***** DATASET RECORDS *****

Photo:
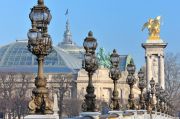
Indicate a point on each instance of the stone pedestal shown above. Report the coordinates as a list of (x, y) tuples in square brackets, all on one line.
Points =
[(53, 116), (94, 115), (154, 54), (42, 117), (116, 112)]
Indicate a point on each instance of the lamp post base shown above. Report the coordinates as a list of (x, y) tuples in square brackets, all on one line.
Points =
[(40, 103), (41, 117)]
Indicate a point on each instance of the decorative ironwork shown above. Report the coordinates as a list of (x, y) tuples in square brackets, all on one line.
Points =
[(114, 74), (40, 44), (157, 93), (131, 80), (103, 59), (153, 26), (90, 64), (142, 85), (152, 84)]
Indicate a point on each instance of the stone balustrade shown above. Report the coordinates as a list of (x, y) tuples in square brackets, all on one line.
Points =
[(128, 114)]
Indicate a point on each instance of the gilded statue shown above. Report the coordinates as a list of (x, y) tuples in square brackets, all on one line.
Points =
[(153, 26)]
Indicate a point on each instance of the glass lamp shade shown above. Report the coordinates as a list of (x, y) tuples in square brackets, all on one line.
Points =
[(87, 58), (161, 90), (33, 36), (46, 40), (40, 15), (114, 58), (90, 43), (131, 67), (141, 74), (142, 84)]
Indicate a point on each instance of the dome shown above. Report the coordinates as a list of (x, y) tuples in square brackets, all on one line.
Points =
[(15, 56)]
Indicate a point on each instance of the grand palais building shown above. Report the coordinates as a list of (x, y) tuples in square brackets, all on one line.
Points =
[(65, 59)]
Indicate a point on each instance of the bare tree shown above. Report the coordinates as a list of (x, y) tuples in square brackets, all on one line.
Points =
[(13, 89), (20, 99), (172, 77)]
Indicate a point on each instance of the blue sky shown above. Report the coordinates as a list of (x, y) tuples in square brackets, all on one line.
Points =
[(115, 23)]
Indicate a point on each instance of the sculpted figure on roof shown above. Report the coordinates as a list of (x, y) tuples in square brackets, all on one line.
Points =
[(153, 26)]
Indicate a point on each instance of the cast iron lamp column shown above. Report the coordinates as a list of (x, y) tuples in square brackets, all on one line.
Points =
[(40, 44), (157, 93), (115, 74), (90, 64), (142, 85), (161, 100), (152, 84), (131, 81)]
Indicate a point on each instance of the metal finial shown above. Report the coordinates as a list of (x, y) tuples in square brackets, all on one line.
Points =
[(90, 33), (40, 2)]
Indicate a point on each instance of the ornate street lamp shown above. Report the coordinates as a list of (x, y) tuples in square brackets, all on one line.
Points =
[(131, 80), (161, 100), (148, 101), (152, 84), (165, 99), (142, 85), (114, 74), (40, 44), (157, 93), (90, 64)]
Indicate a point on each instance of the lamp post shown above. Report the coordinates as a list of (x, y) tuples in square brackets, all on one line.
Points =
[(131, 81), (90, 64), (115, 74), (40, 44), (152, 84), (157, 93), (142, 85)]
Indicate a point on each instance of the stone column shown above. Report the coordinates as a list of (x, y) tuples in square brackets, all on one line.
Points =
[(161, 67), (148, 71)]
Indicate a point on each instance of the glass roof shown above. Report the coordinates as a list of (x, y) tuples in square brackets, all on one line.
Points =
[(17, 54)]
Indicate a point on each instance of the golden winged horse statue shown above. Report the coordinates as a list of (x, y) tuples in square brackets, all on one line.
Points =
[(153, 26)]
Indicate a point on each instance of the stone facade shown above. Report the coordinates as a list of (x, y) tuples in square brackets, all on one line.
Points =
[(154, 55)]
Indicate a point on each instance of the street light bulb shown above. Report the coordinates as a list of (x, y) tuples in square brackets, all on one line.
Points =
[(34, 35)]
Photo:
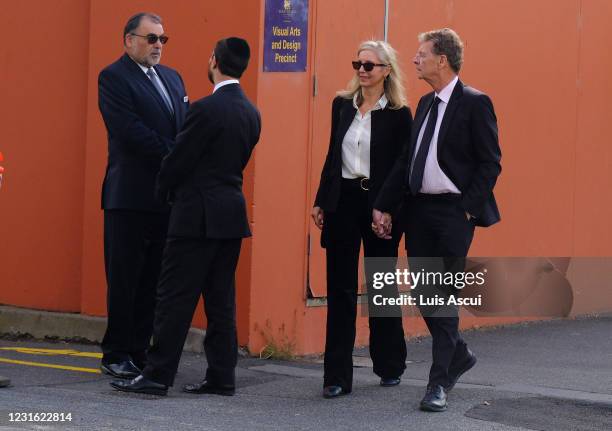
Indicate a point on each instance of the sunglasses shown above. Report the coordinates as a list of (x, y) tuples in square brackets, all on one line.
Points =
[(368, 66), (153, 38)]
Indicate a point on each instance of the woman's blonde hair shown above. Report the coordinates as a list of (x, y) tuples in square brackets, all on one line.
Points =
[(394, 89)]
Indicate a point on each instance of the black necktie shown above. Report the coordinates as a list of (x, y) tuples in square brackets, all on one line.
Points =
[(158, 86), (418, 167)]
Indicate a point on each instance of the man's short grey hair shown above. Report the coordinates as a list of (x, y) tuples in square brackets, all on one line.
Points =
[(448, 43)]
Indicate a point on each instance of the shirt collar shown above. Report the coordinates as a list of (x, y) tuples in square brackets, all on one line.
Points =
[(226, 82), (382, 102), (447, 91)]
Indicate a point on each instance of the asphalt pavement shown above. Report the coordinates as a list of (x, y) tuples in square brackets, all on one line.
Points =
[(554, 375)]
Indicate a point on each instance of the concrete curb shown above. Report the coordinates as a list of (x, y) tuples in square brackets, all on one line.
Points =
[(69, 326)]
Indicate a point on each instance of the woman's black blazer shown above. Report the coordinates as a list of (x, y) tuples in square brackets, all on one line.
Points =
[(390, 135)]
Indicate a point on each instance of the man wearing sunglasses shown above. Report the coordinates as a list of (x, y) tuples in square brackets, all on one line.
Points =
[(143, 105)]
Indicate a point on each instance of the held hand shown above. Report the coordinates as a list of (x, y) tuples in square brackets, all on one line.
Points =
[(318, 217), (381, 224)]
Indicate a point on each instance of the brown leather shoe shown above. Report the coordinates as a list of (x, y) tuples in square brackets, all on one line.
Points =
[(140, 385)]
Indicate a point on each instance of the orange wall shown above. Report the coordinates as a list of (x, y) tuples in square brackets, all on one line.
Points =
[(194, 27), (43, 83)]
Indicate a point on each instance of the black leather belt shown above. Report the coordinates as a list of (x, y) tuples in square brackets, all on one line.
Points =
[(362, 182)]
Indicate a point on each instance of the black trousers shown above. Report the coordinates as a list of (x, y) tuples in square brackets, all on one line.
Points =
[(193, 267), (133, 246), (437, 226), (345, 229)]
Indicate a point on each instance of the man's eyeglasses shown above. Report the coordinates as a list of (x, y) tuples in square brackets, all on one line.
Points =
[(368, 66), (153, 38)]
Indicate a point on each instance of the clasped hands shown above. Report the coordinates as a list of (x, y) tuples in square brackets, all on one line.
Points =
[(381, 222)]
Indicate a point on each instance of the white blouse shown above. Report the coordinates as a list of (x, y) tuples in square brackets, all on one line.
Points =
[(356, 143)]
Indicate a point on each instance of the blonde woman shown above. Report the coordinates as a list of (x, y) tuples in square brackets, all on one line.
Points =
[(371, 125)]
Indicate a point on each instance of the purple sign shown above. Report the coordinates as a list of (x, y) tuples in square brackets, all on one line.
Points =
[(286, 36)]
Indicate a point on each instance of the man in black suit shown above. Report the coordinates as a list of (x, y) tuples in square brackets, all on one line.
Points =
[(143, 105), (448, 174), (203, 177)]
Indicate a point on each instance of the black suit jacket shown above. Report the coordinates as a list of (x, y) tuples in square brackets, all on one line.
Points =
[(468, 153), (141, 131), (389, 137), (203, 173)]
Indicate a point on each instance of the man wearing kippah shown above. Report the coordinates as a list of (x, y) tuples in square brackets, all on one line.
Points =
[(202, 178)]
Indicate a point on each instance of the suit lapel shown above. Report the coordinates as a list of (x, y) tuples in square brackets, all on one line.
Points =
[(140, 76), (347, 115), (451, 109)]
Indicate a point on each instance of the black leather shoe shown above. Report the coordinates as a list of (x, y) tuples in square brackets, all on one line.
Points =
[(434, 399), (334, 391), (140, 385), (121, 370), (205, 387), (391, 381), (456, 371)]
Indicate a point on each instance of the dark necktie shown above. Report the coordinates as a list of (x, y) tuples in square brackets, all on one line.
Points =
[(418, 167), (158, 86)]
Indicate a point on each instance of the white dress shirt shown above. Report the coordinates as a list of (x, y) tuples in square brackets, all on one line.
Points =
[(356, 142), (226, 82), (163, 87), (434, 179)]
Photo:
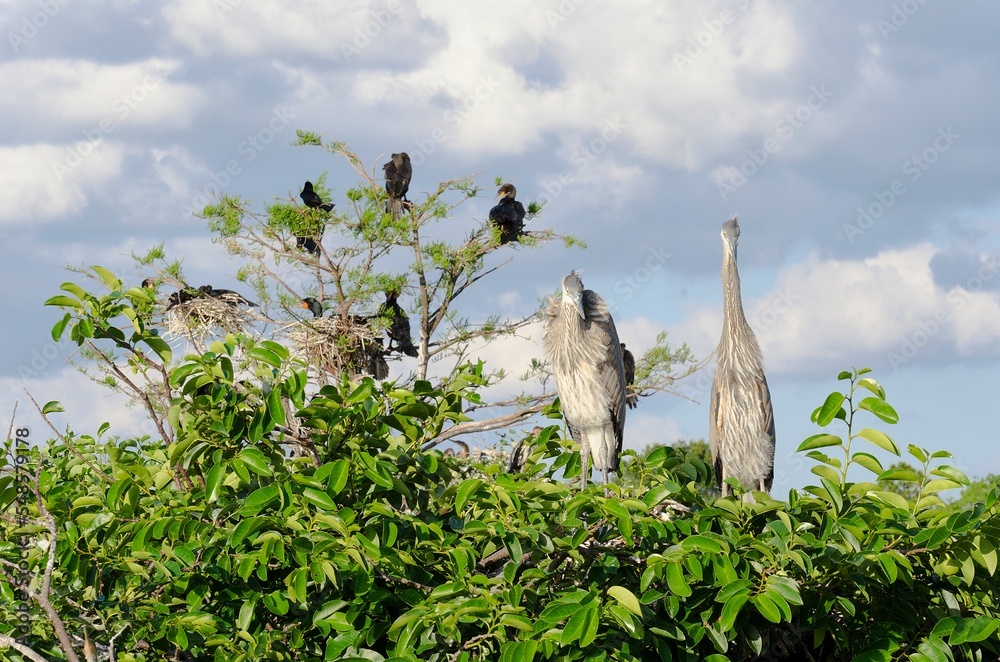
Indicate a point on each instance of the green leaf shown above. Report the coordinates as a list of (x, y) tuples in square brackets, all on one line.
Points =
[(518, 651), (111, 280), (256, 461), (676, 581), (702, 544), (766, 607), (868, 461), (880, 439), (265, 355), (260, 499), (274, 407), (466, 490), (62, 300), (318, 498), (830, 408), (626, 599), (730, 610), (880, 408), (819, 441), (160, 347), (52, 407)]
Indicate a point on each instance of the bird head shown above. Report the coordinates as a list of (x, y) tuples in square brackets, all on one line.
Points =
[(506, 191), (312, 305), (573, 293), (731, 234)]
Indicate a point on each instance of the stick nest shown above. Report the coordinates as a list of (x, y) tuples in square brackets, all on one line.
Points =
[(196, 318), (338, 347)]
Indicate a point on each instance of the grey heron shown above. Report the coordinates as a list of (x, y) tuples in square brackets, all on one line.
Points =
[(582, 344), (508, 214), (741, 426)]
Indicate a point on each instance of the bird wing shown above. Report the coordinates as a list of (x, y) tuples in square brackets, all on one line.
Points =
[(611, 366)]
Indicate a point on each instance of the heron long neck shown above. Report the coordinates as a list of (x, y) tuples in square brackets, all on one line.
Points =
[(734, 323)]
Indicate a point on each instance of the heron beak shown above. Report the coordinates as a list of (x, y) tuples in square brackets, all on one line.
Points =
[(576, 301)]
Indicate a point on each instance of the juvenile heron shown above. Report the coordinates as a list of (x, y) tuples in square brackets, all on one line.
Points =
[(741, 429), (582, 343)]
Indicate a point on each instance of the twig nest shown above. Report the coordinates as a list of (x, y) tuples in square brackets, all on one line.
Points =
[(338, 347), (196, 318)]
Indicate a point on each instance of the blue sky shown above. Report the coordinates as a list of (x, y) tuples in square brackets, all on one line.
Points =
[(858, 143)]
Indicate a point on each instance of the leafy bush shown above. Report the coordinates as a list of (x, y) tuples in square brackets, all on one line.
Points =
[(365, 545)]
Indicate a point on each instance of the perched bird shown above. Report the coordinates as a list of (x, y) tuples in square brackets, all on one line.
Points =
[(628, 361), (582, 344), (226, 296), (182, 295), (508, 214), (399, 324), (741, 425), (398, 173), (312, 200), (313, 305)]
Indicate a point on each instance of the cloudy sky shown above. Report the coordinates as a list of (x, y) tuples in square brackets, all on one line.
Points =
[(857, 141)]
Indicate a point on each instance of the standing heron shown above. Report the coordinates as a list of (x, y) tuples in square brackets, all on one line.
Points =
[(398, 173), (582, 343), (508, 214), (741, 429)]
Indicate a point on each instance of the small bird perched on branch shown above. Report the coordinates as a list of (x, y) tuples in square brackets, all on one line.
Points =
[(508, 215), (582, 344), (398, 173), (312, 200), (399, 324)]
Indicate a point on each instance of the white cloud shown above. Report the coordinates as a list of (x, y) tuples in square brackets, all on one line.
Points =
[(831, 314), (45, 181), (96, 99)]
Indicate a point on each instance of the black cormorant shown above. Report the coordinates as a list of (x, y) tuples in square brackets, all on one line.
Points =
[(398, 173), (508, 214), (399, 324), (312, 200)]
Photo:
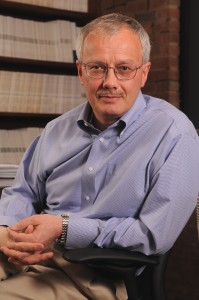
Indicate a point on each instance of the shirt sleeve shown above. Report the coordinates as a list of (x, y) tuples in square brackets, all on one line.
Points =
[(19, 201), (169, 203)]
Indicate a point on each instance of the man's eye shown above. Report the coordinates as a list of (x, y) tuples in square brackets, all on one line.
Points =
[(123, 68), (97, 67)]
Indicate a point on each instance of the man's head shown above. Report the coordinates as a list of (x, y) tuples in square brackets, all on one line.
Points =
[(120, 43)]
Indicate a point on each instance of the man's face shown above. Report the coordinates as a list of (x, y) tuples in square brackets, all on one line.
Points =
[(109, 97)]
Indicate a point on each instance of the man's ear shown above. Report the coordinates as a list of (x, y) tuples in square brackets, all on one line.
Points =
[(146, 67), (79, 70)]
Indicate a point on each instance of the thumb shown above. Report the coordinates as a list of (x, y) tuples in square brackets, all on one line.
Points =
[(23, 225)]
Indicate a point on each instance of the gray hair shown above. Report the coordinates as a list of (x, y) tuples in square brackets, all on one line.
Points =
[(110, 24)]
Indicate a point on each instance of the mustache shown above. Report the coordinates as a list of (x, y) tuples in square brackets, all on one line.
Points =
[(108, 93)]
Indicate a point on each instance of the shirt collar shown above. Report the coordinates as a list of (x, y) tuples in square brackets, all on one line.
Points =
[(123, 123)]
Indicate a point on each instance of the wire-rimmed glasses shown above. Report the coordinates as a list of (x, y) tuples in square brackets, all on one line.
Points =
[(122, 71)]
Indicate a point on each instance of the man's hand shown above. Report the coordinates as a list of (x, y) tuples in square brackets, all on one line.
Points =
[(29, 237)]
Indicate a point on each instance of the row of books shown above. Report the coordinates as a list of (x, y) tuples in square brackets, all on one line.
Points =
[(50, 41), (23, 92), (13, 144), (74, 5)]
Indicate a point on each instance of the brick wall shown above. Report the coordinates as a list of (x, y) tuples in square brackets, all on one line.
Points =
[(161, 18)]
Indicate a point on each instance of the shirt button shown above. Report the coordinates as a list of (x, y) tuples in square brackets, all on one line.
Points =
[(87, 198)]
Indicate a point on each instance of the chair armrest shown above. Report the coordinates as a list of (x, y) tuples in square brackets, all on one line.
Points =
[(110, 258)]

*****

Return only the lines running from the line with "Indicate a point on each instance of the mustache" to the last line of the records, both included, exactly as written.

CORRECT RESULT -
Indicate a point on each instance of the mustache shown above. Report the coordinates as a list of (x, y) tuples in square brackets, all on one line.
Points =
[(108, 93)]
Indicate a point on each instance of the shirt collar shown above. Report the coordinates as a list of (x, y) tuples in square brackets, all on one line.
Points =
[(123, 123)]
Indicate a point on each instance of the wire-rimmed glasses shown above. Report the coordinates as a list of (x, y) tuples in square brackets, all on one line.
Points =
[(122, 71)]
Indicate a point on each instance of the man's hand shown above. Report the coordinates as a list of (x, y) tuples in square brackets, all on one line.
Points =
[(29, 237)]
Indicate a point on each instance of the row of books shown above. Report the coordinates as a list of (x, y) tuples in square brackets, all on one line.
Points =
[(50, 41), (23, 92), (13, 144), (74, 5)]
Indicate a point on each instance of the brick wall shown above. Report the coordinates as a list of (x, y) tuples in square brackets, all on one line.
Points =
[(161, 18)]
Indicate a point on each instance of the shirt button shown above. Report the coordinates as a list of (x, y) tuples in square brackets, all on one line.
Points =
[(87, 198)]
Indicate a point on each instance of the chair armrest shown above. Report the coordinates as a list of (x, y) tuples in square brackets, all on one line.
Points =
[(110, 258)]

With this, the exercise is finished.